Excerpt to read
Friday, July 1, 2011

It Gets Better?

When Sadie was a newborn, she and I would take daily walks around our neighborhood. There was a local park we'd circle every day with a playground, pool, and softball fields. After Sadie's diagnosis, there were some days when making that loop was just too painful. Every child jumping off monkey bars, running by the pool, pitching a ball - was a vivid reminder of my own child's limitations.

As Sadie is our first baby, Adin and I have no previous experience in typical child development. We only have the children of friends and family with which to compare. Now that summer is into full swing, we find ourselves at friends' barbecues, pool parties, and family gatherings. As I mentioned in a previous blog post, it's quite difficult NOT to compare your own child to others.

Records from a data source
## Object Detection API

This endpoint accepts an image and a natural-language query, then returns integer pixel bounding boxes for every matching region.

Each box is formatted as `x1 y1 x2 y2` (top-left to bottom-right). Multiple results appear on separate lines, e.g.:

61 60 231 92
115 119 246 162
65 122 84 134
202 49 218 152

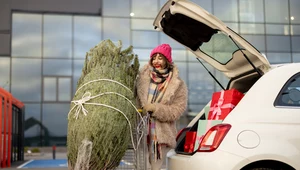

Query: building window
43 77 71 102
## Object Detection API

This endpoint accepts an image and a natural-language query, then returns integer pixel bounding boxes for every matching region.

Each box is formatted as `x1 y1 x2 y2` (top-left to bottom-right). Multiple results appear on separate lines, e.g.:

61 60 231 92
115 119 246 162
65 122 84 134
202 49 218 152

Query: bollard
52 145 56 159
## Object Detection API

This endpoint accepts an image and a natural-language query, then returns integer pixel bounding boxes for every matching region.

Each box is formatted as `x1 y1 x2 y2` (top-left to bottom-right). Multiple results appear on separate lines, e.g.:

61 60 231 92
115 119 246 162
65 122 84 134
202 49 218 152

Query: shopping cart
117 109 149 170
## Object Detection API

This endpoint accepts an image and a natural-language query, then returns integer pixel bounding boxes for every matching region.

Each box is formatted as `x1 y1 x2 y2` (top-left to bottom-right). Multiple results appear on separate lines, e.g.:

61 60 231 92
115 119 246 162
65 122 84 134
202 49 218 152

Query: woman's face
152 53 167 70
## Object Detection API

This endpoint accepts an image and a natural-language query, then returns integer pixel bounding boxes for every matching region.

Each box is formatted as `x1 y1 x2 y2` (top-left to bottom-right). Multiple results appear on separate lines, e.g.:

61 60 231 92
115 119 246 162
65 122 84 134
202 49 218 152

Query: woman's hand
143 103 156 116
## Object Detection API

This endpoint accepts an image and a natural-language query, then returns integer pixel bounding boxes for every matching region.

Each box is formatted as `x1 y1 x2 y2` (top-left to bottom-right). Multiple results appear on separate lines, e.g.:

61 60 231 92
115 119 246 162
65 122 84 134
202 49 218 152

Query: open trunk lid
153 0 270 79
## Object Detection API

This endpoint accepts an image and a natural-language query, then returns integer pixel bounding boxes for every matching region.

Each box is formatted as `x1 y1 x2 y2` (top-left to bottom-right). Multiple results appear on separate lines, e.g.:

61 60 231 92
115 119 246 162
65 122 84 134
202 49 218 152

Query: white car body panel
167 63 300 170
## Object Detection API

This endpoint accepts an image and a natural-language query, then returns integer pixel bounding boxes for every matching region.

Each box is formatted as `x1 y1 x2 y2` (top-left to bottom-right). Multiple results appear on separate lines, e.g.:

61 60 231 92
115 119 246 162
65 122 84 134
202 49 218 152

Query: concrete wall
0 0 102 56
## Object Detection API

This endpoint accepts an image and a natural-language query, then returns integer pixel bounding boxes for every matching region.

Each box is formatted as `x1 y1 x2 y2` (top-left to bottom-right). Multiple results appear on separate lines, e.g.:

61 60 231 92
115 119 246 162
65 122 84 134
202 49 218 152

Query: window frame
273 72 300 107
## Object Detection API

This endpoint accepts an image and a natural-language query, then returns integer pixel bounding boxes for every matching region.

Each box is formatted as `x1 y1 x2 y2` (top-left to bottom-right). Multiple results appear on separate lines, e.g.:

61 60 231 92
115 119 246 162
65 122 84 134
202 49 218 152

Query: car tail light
197 124 231 152
176 128 189 142
183 131 197 153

Task to carry out
Please list the summer events that the blog post about Sadie says the couple finds themselves at.

Output for this task
Friends' barbecues, pool parties, and family gatherings.